Task description
Present the data once more in exactly its original form.
Top of Provided entries
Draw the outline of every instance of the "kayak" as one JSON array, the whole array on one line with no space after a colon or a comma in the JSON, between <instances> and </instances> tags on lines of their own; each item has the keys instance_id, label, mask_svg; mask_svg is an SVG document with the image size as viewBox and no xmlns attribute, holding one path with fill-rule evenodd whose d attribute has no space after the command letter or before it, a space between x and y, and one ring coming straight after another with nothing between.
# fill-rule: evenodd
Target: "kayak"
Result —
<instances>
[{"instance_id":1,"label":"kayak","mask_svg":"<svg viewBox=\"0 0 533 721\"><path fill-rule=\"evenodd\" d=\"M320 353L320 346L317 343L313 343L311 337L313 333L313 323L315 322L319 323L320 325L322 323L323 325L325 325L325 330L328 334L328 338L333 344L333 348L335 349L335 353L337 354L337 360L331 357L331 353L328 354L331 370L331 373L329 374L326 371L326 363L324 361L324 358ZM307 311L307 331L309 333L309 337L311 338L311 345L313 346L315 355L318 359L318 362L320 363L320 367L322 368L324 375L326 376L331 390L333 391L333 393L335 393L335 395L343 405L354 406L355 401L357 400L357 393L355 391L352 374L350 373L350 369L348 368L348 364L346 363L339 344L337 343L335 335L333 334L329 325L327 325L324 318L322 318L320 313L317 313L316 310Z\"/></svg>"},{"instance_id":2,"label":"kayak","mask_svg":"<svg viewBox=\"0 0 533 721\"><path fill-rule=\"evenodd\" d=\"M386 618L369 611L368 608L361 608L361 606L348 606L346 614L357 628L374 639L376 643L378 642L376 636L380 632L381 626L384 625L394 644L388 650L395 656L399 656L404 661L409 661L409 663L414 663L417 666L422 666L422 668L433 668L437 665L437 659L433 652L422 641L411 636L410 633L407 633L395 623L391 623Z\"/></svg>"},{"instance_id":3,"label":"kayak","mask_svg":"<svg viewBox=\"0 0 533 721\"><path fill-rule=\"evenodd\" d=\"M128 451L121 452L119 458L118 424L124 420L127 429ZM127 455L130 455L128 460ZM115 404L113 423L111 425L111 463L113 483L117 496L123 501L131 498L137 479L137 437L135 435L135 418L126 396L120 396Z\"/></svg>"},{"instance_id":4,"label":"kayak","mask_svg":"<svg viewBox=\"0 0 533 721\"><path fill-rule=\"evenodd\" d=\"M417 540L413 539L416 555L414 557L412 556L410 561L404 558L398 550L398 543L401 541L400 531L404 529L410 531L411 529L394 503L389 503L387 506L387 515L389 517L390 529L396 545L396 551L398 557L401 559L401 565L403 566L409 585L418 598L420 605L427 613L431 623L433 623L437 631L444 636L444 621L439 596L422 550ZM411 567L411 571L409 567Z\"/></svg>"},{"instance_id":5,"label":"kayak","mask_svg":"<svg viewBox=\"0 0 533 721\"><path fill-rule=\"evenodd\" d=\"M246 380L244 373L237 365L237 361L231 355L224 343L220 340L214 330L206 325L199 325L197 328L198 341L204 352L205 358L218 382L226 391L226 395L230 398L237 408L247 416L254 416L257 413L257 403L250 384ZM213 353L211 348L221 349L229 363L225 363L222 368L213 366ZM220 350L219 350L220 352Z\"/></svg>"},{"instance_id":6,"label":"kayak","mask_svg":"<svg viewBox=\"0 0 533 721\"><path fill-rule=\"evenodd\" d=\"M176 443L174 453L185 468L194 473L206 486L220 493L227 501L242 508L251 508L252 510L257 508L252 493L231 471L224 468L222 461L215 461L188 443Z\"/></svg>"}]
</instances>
Bottom of Provided entries
Output
Draw the outline of every instance of the "kayak" as one JSON array, the whole array on one line with no space after a colon or a comma in the JSON, between <instances> and </instances> tags on lines of their own; each item has the keys instance_id, label, mask_svg; mask_svg is an SVG document with the image size as viewBox and no xmlns attribute, holding one path with fill-rule evenodd whose d attribute has no space after the command letter or before it, a space between x and y, and one ring coming straight after another with nothing between.
# fill-rule: evenodd
Target: "kayak"
Result —
<instances>
[{"instance_id":1,"label":"kayak","mask_svg":"<svg viewBox=\"0 0 533 721\"><path fill-rule=\"evenodd\" d=\"M320 353L320 346L317 343L313 343L311 337L313 333L313 323L315 322L319 323L320 325L322 323L323 325L325 325L325 330L328 334L328 338L333 344L333 348L335 349L335 353L337 354L337 360L331 357L331 353L328 354L331 370L331 373L329 374L326 371L326 363L324 361L324 358ZM307 311L307 331L309 333L309 337L311 338L311 345L313 346L315 355L318 359L318 362L320 363L320 367L322 368L324 375L326 376L331 390L333 391L333 393L335 393L335 395L343 405L354 406L355 401L357 400L357 393L355 391L352 374L350 373L350 369L348 368L348 364L346 363L339 344L337 343L335 335L333 334L329 325L327 325L324 318L322 318L320 313L317 313L316 310Z\"/></svg>"},{"instance_id":2,"label":"kayak","mask_svg":"<svg viewBox=\"0 0 533 721\"><path fill-rule=\"evenodd\" d=\"M386 618L369 611L368 608L361 608L361 606L348 606L346 614L357 628L374 639L376 643L378 642L376 636L380 632L381 626L384 625L394 644L388 650L395 656L399 656L404 661L409 661L409 663L414 663L417 666L422 666L422 668L433 668L437 665L437 659L433 652L422 641L411 636L410 633L407 633L395 623L391 623Z\"/></svg>"},{"instance_id":3,"label":"kayak","mask_svg":"<svg viewBox=\"0 0 533 721\"><path fill-rule=\"evenodd\" d=\"M128 451L121 452L119 458L118 424L124 420L127 429ZM127 455L130 455L128 460ZM115 404L113 423L111 425L111 463L113 483L117 496L123 501L131 498L137 479L137 437L135 435L135 418L126 396L120 396Z\"/></svg>"},{"instance_id":4,"label":"kayak","mask_svg":"<svg viewBox=\"0 0 533 721\"><path fill-rule=\"evenodd\" d=\"M417 540L413 539L416 555L414 557L412 556L410 561L404 558L398 550L398 543L401 541L400 531L404 529L410 531L411 529L394 503L389 503L387 506L387 515L389 517L390 529L396 545L396 551L398 557L401 559L401 565L403 566L409 585L418 598L420 605L427 613L431 623L433 623L437 631L444 636L444 621L439 596L422 550ZM411 567L411 571L409 567Z\"/></svg>"},{"instance_id":5,"label":"kayak","mask_svg":"<svg viewBox=\"0 0 533 721\"><path fill-rule=\"evenodd\" d=\"M246 380L244 373L237 365L237 361L231 355L224 343L220 340L214 330L206 325L199 325L197 328L198 341L204 352L205 358L218 382L226 391L226 395L230 398L237 408L247 416L254 416L257 413L257 403L250 384ZM213 353L211 348L221 349L229 363L225 363L222 368L213 366ZM220 350L219 350L220 352Z\"/></svg>"},{"instance_id":6,"label":"kayak","mask_svg":"<svg viewBox=\"0 0 533 721\"><path fill-rule=\"evenodd\" d=\"M176 443L174 453L185 468L194 473L206 486L220 493L227 501L242 508L251 508L252 510L257 508L252 493L231 471L224 468L222 461L215 461L188 443Z\"/></svg>"}]
</instances>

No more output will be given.